* Work required *
Gather every line in the data below that contains the string "Target". Treat uppercase and lowercase letters as different.

..............................

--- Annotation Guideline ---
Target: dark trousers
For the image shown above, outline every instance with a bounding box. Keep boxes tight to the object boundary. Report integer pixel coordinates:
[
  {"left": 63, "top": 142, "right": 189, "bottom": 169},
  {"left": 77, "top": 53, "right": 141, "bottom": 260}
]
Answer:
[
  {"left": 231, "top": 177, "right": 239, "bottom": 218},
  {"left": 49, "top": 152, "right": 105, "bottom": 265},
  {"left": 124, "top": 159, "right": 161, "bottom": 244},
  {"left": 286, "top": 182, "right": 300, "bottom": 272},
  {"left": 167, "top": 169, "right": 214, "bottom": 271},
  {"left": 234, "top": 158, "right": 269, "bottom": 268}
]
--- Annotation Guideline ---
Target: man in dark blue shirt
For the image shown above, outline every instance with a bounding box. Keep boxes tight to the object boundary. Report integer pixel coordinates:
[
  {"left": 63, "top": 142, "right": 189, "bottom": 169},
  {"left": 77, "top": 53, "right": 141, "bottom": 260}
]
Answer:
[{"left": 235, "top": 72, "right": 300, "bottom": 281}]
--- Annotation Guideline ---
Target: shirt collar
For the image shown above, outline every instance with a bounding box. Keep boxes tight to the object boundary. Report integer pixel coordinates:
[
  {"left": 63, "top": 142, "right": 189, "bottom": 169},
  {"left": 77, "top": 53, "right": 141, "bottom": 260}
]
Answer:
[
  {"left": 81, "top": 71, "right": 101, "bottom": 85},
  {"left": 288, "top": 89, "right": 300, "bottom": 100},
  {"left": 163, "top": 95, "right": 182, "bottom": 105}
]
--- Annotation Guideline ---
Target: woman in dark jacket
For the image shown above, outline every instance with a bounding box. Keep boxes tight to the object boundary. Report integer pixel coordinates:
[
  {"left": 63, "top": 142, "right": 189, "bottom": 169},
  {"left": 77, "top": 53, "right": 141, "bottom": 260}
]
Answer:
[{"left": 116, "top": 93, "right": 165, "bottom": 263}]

..............................

* Written response *
Target: dark trousers
Target: man in dark blue shirt
Target: shirt collar
Target: woman in dark jacket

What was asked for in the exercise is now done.